Dataset rows on where objects appear

☆ ☆ ☆ ☆ ☆ ☆ ☆

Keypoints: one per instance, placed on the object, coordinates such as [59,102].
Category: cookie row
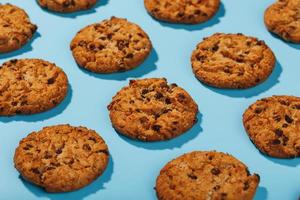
[64,158]
[221,60]
[148,109]
[281,18]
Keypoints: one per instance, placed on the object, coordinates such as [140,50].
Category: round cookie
[61,158]
[282,18]
[29,86]
[111,46]
[152,110]
[182,11]
[206,175]
[232,61]
[67,6]
[273,125]
[15,28]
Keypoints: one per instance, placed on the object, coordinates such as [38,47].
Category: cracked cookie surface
[206,175]
[232,61]
[15,28]
[61,158]
[152,110]
[283,19]
[182,11]
[111,46]
[29,86]
[67,6]
[273,125]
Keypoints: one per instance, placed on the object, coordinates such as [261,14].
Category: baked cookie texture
[283,19]
[206,175]
[61,158]
[112,45]
[152,110]
[67,6]
[232,61]
[29,86]
[182,11]
[273,125]
[15,28]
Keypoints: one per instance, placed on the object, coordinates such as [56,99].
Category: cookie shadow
[77,13]
[26,48]
[44,115]
[261,194]
[169,144]
[272,80]
[291,162]
[291,44]
[80,194]
[148,66]
[196,27]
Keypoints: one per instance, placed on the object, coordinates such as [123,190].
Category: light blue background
[134,165]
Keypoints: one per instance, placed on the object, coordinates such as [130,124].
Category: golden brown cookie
[182,11]
[152,110]
[15,28]
[30,86]
[206,175]
[61,158]
[273,125]
[110,46]
[283,19]
[67,6]
[232,61]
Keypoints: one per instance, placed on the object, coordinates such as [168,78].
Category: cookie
[29,86]
[112,45]
[152,110]
[273,125]
[67,6]
[182,11]
[232,61]
[206,175]
[61,158]
[15,28]
[282,18]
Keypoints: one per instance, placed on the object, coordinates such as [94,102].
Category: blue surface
[134,165]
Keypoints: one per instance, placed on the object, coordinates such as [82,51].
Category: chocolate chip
[246,185]
[288,119]
[156,127]
[168,101]
[86,147]
[215,171]
[258,110]
[130,55]
[14,61]
[121,44]
[180,14]
[35,170]
[297,107]
[197,12]
[145,91]
[92,139]
[158,95]
[192,176]
[58,151]
[47,155]
[215,48]
[277,118]
[217,187]
[276,142]
[51,80]
[278,132]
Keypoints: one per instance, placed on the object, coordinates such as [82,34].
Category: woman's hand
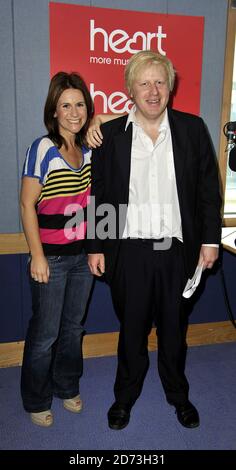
[39,269]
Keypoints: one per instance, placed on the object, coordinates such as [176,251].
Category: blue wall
[15,304]
[24,79]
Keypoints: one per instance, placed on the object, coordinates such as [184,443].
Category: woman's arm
[30,192]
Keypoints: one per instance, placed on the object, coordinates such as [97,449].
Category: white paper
[193,283]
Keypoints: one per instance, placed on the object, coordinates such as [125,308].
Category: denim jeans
[53,361]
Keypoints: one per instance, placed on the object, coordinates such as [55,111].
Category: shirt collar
[164,126]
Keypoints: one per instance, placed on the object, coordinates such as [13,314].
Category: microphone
[231,132]
[232,158]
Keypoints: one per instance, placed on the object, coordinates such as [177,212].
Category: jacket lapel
[123,143]
[179,142]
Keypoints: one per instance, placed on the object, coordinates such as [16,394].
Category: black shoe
[118,416]
[187,415]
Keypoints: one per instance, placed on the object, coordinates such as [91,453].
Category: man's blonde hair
[147,58]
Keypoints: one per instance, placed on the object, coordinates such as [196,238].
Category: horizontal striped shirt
[61,207]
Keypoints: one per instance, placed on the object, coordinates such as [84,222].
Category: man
[159,164]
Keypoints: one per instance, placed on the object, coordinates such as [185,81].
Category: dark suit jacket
[196,178]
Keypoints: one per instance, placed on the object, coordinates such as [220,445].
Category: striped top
[61,207]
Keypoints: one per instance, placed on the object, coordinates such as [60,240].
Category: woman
[55,187]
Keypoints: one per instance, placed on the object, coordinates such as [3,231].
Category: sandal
[73,404]
[43,418]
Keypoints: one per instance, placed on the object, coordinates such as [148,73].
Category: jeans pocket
[53,259]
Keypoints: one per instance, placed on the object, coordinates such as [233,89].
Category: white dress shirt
[153,209]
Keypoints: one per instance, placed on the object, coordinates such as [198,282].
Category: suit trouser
[148,285]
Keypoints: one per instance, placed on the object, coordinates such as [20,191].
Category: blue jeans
[53,361]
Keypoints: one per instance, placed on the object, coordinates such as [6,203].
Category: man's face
[150,92]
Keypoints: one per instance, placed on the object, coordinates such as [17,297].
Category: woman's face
[71,112]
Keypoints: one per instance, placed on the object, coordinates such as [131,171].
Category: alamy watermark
[103,222]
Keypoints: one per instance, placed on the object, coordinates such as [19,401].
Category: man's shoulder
[115,124]
[183,116]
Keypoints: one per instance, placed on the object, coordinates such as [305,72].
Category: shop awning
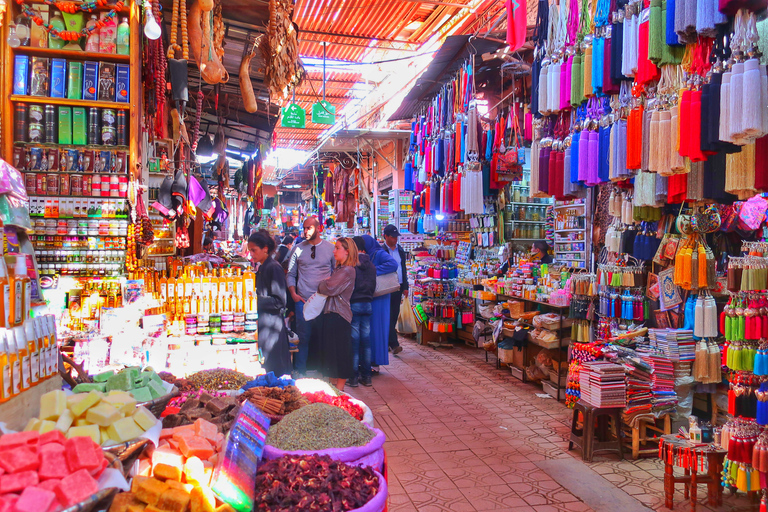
[447,61]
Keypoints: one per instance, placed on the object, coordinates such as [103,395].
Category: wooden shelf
[45,100]
[73,54]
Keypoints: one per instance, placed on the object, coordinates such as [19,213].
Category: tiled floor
[464,436]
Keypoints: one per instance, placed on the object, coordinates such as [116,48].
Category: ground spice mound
[318,427]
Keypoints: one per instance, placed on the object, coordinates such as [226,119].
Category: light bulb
[151,29]
[13,40]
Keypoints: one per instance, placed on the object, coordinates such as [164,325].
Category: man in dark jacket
[391,235]
[365,286]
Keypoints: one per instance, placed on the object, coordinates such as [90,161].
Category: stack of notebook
[603,384]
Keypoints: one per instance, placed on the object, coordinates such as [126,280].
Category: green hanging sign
[293,117]
[323,113]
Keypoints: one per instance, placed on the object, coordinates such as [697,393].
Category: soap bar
[122,381]
[124,430]
[142,394]
[103,377]
[103,414]
[76,487]
[47,426]
[65,421]
[91,431]
[18,481]
[173,500]
[52,404]
[33,498]
[81,453]
[87,387]
[86,403]
[122,401]
[20,459]
[156,389]
[144,418]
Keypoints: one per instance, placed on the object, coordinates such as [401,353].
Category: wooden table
[691,479]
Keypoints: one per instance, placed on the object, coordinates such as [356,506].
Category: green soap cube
[155,377]
[156,389]
[142,394]
[88,387]
[103,377]
[120,382]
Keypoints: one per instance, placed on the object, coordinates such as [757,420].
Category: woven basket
[158,405]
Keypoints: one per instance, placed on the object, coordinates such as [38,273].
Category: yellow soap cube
[91,431]
[52,404]
[102,415]
[124,430]
[46,426]
[86,403]
[33,424]
[65,421]
[144,418]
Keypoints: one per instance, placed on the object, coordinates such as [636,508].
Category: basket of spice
[307,483]
[323,429]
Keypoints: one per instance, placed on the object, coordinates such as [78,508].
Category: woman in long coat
[385,264]
[271,290]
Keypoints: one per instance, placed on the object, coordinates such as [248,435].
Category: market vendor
[540,252]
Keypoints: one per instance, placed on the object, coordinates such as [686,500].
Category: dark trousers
[394,311]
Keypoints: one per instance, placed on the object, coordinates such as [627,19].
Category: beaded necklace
[71,8]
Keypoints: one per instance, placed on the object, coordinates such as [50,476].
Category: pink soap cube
[18,481]
[18,439]
[53,465]
[81,454]
[8,502]
[50,448]
[49,485]
[76,487]
[33,498]
[54,436]
[22,458]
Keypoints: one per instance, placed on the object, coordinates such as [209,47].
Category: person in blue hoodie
[385,264]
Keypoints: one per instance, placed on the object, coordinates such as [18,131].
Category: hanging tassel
[752,122]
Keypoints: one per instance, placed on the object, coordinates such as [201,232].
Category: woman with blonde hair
[331,353]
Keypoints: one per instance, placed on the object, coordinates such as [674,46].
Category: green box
[75,80]
[65,125]
[79,122]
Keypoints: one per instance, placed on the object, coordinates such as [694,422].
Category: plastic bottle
[34,352]
[6,383]
[57,22]
[20,291]
[124,38]
[92,43]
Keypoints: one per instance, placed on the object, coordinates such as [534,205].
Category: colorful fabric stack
[603,384]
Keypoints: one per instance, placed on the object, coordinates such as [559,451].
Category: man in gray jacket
[309,262]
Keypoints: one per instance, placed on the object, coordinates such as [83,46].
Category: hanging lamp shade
[204,146]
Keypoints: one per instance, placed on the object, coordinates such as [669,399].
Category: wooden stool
[594,436]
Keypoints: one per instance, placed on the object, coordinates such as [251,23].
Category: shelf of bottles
[525,217]
[571,243]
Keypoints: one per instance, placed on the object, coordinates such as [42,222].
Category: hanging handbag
[314,306]
[386,284]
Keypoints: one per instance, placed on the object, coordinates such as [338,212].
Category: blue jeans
[304,330]
[361,338]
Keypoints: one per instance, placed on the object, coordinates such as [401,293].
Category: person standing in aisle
[271,295]
[380,321]
[309,262]
[365,285]
[391,234]
[331,352]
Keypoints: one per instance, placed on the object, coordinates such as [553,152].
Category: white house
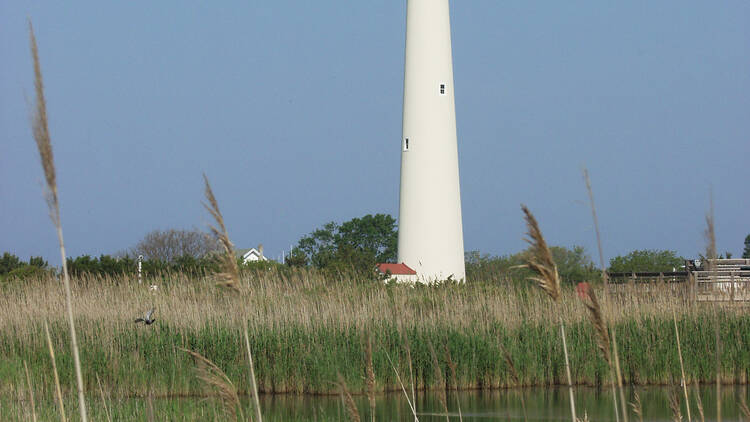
[253,255]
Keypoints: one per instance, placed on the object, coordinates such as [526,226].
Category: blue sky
[293,111]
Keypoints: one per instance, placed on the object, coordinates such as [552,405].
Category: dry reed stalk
[514,375]
[699,402]
[605,279]
[40,129]
[682,367]
[541,262]
[370,380]
[438,374]
[674,405]
[398,377]
[710,235]
[454,380]
[718,366]
[637,406]
[104,400]
[253,382]
[31,391]
[590,191]
[351,407]
[230,275]
[58,391]
[215,379]
[602,341]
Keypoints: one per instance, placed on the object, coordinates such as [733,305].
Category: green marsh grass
[304,329]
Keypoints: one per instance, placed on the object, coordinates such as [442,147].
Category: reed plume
[40,129]
[540,261]
[600,327]
[230,275]
[603,342]
[216,380]
[540,258]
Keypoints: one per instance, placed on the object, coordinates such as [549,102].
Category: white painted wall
[430,228]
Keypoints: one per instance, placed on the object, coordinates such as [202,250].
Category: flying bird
[147,317]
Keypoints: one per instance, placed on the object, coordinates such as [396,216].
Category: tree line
[353,247]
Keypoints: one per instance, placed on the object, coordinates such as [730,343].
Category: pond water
[533,404]
[541,404]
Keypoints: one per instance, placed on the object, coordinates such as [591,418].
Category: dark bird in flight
[147,318]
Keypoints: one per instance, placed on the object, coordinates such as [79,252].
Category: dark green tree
[574,265]
[357,244]
[297,258]
[646,261]
[9,262]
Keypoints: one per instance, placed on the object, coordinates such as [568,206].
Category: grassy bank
[305,329]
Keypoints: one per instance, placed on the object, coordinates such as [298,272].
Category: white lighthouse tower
[430,238]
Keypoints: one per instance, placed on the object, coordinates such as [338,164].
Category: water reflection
[541,404]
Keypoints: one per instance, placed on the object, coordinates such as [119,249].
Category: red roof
[396,269]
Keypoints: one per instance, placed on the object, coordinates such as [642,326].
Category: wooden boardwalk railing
[720,280]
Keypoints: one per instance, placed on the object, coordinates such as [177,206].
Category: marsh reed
[40,130]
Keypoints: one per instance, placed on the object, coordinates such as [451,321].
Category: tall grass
[541,263]
[40,129]
[303,329]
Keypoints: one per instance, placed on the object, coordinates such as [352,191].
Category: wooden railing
[722,285]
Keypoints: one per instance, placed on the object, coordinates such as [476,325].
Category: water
[541,404]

☆ ☆ ☆ ☆ ☆ ☆ ☆

Reproduce the records above exactly, starting with the line that contains "such as [733,305]." and ending with the last line.

Keypoints: one per instance, placed on the object, coordinates such as [733,305].
Category: green marsh grass
[304,329]
Keypoints: one per instance, placed on the object, coordinates such as [442,147].
Category: reed plume
[40,129]
[540,261]
[600,327]
[230,275]
[603,342]
[216,380]
[540,258]
Keypoints: one per instance, placed on the object, coordinates such as [549,102].
Category: white painted wall
[430,228]
Keypoints: one per instance, placed on the object, coordinates such as [202,250].
Category: flying bird
[147,317]
Keypoints: one per instance, placed on the object, coordinates such as [396,216].
Category: tree line
[353,247]
Keypoints: one per instance, placed on the object, coordinates such as [730,343].
Category: pond water
[533,404]
[541,404]
Keypoints: one per instance, placed on the object, coordinates such as [591,418].
Category: dark bird in flight
[147,318]
Keypoints: one per instance, placed on the object, coordinates such as [79,252].
Category: dark green tree
[574,265]
[357,244]
[297,258]
[646,261]
[9,262]
Keypoints: one per instance, placed on the object, coordinates such as [568,206].
Category: grassy bank
[305,329]
Keypoints: one per instance, placed on the object, coordinates such as [298,272].
Category: white lighthouse tower
[430,238]
Keypoints: one per instance, placed on the object, coordinates such as [338,164].
Category: water reflection
[541,404]
Keypoints: one per instance, placed on the object, coordinates such as [119,249].
Category: red roof
[396,269]
Keypoints: one per instance, placed on the object, coordinates such as [642,326].
Category: wooden boardwalk railing
[720,280]
Keypoints: one per instance, placed on the object, coordinates such as [177,206].
Category: marsh reed
[40,130]
Keypoints: one per instance, placed on the object, coordinates such as [451,321].
Category: tall grass
[541,263]
[40,129]
[303,329]
Keypoints: one per instance, placed on the object, coordinates such as [352,191].
Category: wooden railing
[722,285]
Keypoints: one per instance, placed on the object, coordinates such as [476,325].
Category: water
[541,404]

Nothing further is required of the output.